Render the rows below, from the first line up to and including the line containing "151], [118, 147]]", as a JSON list of strings with one string per line, skipping any blank lines.

## STORED DATA
####################
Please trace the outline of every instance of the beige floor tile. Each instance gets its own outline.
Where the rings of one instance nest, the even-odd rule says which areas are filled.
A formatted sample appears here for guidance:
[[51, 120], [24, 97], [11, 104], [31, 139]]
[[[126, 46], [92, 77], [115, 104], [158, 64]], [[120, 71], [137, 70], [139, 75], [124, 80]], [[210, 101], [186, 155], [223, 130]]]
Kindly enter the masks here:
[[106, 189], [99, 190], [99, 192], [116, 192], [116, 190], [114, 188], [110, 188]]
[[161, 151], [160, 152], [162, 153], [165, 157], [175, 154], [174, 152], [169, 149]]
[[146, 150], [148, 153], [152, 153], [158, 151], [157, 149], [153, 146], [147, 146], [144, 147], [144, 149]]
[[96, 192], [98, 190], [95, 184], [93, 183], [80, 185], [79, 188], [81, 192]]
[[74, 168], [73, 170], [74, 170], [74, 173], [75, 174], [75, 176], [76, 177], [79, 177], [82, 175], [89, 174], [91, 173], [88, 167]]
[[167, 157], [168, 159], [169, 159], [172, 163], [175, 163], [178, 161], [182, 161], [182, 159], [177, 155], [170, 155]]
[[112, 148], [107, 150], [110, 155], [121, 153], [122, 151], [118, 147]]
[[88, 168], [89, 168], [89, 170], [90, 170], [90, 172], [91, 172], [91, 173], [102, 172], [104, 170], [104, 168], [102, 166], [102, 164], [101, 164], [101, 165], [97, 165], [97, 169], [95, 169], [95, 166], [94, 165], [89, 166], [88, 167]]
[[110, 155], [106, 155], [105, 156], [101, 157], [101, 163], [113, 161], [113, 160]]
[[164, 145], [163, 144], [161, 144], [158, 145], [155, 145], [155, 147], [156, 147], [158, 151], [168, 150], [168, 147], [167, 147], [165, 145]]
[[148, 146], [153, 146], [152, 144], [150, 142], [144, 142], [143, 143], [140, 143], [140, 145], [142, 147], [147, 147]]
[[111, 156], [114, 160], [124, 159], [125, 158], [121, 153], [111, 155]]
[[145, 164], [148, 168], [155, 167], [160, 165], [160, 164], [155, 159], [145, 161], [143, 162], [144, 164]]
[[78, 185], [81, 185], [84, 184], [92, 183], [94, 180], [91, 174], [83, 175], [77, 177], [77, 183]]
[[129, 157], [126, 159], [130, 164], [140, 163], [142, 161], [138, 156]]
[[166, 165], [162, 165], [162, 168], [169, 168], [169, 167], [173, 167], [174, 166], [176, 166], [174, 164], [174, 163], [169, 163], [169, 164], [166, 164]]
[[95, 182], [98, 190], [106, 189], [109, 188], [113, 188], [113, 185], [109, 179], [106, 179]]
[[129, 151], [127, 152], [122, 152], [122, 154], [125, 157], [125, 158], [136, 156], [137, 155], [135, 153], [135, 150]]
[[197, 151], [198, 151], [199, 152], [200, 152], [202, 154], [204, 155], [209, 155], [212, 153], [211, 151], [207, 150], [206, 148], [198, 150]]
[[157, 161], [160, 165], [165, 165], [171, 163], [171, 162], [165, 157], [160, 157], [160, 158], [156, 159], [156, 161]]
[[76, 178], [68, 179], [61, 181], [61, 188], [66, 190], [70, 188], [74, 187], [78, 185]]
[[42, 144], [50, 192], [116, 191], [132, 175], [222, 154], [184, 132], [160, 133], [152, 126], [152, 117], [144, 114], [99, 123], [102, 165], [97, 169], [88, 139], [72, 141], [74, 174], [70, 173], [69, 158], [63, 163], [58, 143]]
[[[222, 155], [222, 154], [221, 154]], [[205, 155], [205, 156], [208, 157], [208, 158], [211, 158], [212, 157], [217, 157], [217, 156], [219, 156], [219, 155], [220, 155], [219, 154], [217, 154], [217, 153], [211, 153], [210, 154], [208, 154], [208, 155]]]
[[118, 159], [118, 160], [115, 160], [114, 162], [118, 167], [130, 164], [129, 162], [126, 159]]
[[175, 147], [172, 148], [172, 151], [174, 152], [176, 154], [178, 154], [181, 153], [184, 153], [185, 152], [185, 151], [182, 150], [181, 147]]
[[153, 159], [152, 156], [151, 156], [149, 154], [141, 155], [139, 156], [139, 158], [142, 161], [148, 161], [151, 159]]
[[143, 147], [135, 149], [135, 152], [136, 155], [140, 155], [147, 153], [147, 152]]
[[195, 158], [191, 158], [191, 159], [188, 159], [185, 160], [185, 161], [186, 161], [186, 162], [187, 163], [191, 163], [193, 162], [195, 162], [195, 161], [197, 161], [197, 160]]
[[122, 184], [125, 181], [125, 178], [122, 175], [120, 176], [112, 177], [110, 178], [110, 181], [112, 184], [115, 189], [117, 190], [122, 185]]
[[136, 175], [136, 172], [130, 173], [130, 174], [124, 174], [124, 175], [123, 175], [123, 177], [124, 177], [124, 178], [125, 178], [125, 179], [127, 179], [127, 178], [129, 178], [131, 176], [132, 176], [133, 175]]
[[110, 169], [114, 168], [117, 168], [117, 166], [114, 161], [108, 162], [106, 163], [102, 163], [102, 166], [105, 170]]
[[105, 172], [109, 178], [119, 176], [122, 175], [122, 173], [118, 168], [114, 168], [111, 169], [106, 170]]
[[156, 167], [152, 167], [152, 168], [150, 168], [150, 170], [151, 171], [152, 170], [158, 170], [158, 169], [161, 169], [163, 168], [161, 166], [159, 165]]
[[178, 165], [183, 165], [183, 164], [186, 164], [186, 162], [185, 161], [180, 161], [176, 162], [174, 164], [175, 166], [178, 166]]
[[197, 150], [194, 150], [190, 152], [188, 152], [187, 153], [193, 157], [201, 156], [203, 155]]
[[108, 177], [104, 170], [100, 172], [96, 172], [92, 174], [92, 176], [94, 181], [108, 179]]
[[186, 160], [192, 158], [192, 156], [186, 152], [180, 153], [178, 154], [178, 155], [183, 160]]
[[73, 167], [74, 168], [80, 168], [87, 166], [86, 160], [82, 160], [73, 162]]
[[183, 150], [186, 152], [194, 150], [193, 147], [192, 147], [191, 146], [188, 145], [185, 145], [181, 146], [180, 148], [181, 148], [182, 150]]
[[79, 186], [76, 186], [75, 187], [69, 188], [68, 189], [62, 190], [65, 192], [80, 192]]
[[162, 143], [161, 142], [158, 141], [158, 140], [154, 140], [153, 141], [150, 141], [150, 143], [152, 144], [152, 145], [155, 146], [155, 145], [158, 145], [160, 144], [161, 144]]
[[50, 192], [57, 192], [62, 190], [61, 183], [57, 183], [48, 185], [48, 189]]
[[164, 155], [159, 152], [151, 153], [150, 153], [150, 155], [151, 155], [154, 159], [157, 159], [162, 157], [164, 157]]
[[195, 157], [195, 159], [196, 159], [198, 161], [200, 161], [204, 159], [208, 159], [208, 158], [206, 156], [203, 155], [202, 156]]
####################
## FULL OUTPUT
[
  "Please trace the outline of every instance of the beige floor tile. Each instance gets its own outline.",
  "Where the rings of one instance nest, the even-odd rule says which areas are filled.",
  "A formatted sample appears here for guidance:",
  "[[51, 120], [24, 97], [11, 104], [31, 139]]",
  "[[[126, 46], [92, 77], [115, 104], [158, 64]], [[120, 71], [137, 70], [139, 75], [124, 80]], [[210, 101], [186, 155], [223, 130]]]",
  "Kindly enter the masks here:",
  "[[106, 189], [99, 190], [99, 192], [116, 192], [116, 190], [114, 188], [110, 188]]",
  "[[161, 151], [160, 152], [162, 153], [165, 157], [175, 154], [174, 152], [169, 149]]",
  "[[146, 150], [148, 153], [152, 153], [158, 151], [157, 149], [153, 146], [147, 146], [144, 147], [144, 149]]",
  "[[96, 192], [98, 190], [95, 184], [93, 183], [80, 185], [79, 188], [81, 192]]",
  "[[74, 168], [73, 170], [74, 170], [74, 173], [75, 174], [75, 176], [76, 177], [79, 177], [82, 175], [89, 174], [91, 173], [88, 167]]",
  "[[167, 157], [168, 159], [169, 159], [172, 163], [175, 163], [178, 161], [182, 161], [182, 159], [177, 155], [170, 155]]",
  "[[112, 148], [107, 150], [110, 155], [121, 153], [122, 151], [118, 147]]"
]